**WORK TASK**
Each line below must be set down exactly as it stands.

(EXERCISE DATA begins)

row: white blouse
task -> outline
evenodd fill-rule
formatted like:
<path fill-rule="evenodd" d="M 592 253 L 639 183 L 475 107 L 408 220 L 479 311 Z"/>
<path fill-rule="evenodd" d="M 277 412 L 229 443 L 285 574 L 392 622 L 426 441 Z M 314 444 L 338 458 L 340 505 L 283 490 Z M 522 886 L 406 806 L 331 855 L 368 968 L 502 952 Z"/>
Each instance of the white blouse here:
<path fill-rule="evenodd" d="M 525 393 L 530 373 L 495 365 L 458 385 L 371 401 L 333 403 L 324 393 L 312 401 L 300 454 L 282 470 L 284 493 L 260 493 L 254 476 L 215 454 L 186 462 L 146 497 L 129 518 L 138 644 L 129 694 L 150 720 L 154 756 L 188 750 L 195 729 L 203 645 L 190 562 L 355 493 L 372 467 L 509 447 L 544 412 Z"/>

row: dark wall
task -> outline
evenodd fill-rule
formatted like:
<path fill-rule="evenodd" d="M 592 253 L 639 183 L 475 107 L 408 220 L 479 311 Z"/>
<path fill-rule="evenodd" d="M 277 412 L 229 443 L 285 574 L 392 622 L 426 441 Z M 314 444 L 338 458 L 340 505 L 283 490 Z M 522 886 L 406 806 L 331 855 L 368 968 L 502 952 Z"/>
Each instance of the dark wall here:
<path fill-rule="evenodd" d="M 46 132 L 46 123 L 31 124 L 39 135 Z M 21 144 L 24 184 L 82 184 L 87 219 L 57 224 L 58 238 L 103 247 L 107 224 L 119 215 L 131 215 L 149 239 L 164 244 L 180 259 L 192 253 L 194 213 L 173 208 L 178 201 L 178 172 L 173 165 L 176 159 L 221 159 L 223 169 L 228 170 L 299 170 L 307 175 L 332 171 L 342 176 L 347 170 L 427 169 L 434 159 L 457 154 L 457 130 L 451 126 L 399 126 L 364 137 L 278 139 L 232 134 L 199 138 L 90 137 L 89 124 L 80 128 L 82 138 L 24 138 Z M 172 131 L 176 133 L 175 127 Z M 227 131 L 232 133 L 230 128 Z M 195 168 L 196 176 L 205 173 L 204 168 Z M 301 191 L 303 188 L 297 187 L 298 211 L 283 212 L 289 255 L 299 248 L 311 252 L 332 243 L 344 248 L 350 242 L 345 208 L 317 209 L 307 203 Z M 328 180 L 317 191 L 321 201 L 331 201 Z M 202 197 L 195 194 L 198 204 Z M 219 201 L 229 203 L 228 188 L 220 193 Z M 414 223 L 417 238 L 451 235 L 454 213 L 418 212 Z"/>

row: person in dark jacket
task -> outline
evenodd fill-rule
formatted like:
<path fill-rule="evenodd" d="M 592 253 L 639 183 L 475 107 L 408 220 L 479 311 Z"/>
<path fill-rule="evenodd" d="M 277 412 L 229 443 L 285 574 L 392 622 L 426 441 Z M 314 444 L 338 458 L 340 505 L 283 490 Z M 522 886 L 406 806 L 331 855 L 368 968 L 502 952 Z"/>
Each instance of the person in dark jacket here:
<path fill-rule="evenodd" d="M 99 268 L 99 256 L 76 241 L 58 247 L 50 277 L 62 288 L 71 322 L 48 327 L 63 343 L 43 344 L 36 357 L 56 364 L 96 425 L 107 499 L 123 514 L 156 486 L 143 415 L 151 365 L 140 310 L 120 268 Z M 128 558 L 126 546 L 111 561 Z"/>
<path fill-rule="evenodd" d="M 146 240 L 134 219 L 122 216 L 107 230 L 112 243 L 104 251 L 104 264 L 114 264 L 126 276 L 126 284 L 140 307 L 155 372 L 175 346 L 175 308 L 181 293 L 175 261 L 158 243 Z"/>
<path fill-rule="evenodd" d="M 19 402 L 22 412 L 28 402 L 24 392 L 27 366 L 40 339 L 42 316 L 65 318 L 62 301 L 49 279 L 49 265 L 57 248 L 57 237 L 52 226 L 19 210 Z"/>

(EXERCISE DATA ends)

**SOLUTION TO THIS TASK**
row: white blouse
task -> outline
evenodd fill-rule
formatted like:
<path fill-rule="evenodd" d="M 592 253 L 639 183 L 475 107 L 408 220 L 479 311 Z"/>
<path fill-rule="evenodd" d="M 277 412 L 229 443 L 285 574 L 392 622 L 426 441 Z M 314 444 L 338 458 L 340 505 L 283 490 Z M 522 886 L 406 806 L 331 855 L 368 968 L 502 952 Z"/>
Each instance of the white blouse here:
<path fill-rule="evenodd" d="M 525 393 L 530 373 L 495 365 L 458 385 L 371 401 L 333 403 L 324 393 L 312 401 L 300 454 L 282 470 L 284 493 L 260 493 L 254 476 L 215 454 L 186 462 L 146 497 L 129 518 L 138 644 L 129 694 L 150 720 L 154 756 L 188 750 L 195 729 L 203 645 L 190 562 L 355 493 L 372 467 L 509 447 L 544 412 Z"/>

row: dark wall
task -> outline
evenodd fill-rule
formatted like:
<path fill-rule="evenodd" d="M 592 253 L 639 183 L 475 107 L 408 220 L 479 311 Z"/>
<path fill-rule="evenodd" d="M 277 412 L 229 443 L 285 574 L 392 622 L 426 441 Z M 314 444 L 338 458 L 340 505 L 283 490 Z M 522 886 L 406 806 L 331 855 L 368 968 L 502 952 Z"/>
Each instance of the dark wall here:
<path fill-rule="evenodd" d="M 46 132 L 46 123 L 31 124 L 39 135 Z M 21 144 L 24 184 L 82 184 L 87 219 L 57 224 L 58 238 L 103 247 L 107 224 L 119 215 L 131 215 L 149 239 L 164 244 L 180 259 L 192 253 L 194 213 L 173 208 L 178 201 L 178 172 L 173 165 L 176 159 L 221 159 L 223 169 L 228 170 L 299 170 L 307 175 L 332 171 L 342 176 L 347 170 L 427 169 L 434 159 L 457 154 L 457 130 L 451 126 L 399 126 L 364 137 L 278 139 L 232 134 L 199 138 L 90 137 L 89 124 L 80 128 L 82 138 L 24 138 Z M 172 131 L 176 133 L 175 127 Z M 227 131 L 232 133 L 230 128 Z M 195 168 L 196 176 L 205 173 L 204 168 Z M 301 191 L 303 188 L 297 187 L 298 211 L 283 212 L 289 255 L 299 248 L 311 252 L 332 243 L 344 248 L 350 242 L 345 208 L 317 209 L 307 203 Z M 328 180 L 317 191 L 321 201 L 331 201 Z M 202 197 L 195 194 L 198 204 Z M 219 201 L 229 203 L 228 188 L 220 193 Z M 414 223 L 417 238 L 451 235 L 454 213 L 418 212 Z"/>

row: person in dark jacket
task -> outline
evenodd fill-rule
formatted like:
<path fill-rule="evenodd" d="M 592 253 L 639 183 L 475 107 L 408 220 L 479 311 Z"/>
<path fill-rule="evenodd" d="M 277 412 L 229 443 L 285 574 L 392 622 L 426 441 Z M 314 444 L 338 458 L 340 505 L 283 490 Z M 522 886 L 406 806 L 331 855 L 368 968 L 502 952 Z"/>
Each instance of the person in dark jacket here:
<path fill-rule="evenodd" d="M 99 268 L 99 256 L 76 241 L 58 247 L 50 277 L 62 288 L 71 322 L 48 327 L 63 343 L 43 344 L 36 357 L 56 364 L 96 425 L 107 499 L 123 514 L 156 486 L 143 415 L 151 365 L 140 310 L 120 268 Z M 128 558 L 126 546 L 111 561 Z"/>
<path fill-rule="evenodd" d="M 146 240 L 134 219 L 122 216 L 107 230 L 112 243 L 104 251 L 104 264 L 114 264 L 126 276 L 126 284 L 140 307 L 155 372 L 175 346 L 175 308 L 181 293 L 175 261 L 158 243 Z"/>
<path fill-rule="evenodd" d="M 19 402 L 22 412 L 28 402 L 24 392 L 27 366 L 40 339 L 42 316 L 65 318 L 62 301 L 49 279 L 49 265 L 57 248 L 57 237 L 52 226 L 19 210 Z"/>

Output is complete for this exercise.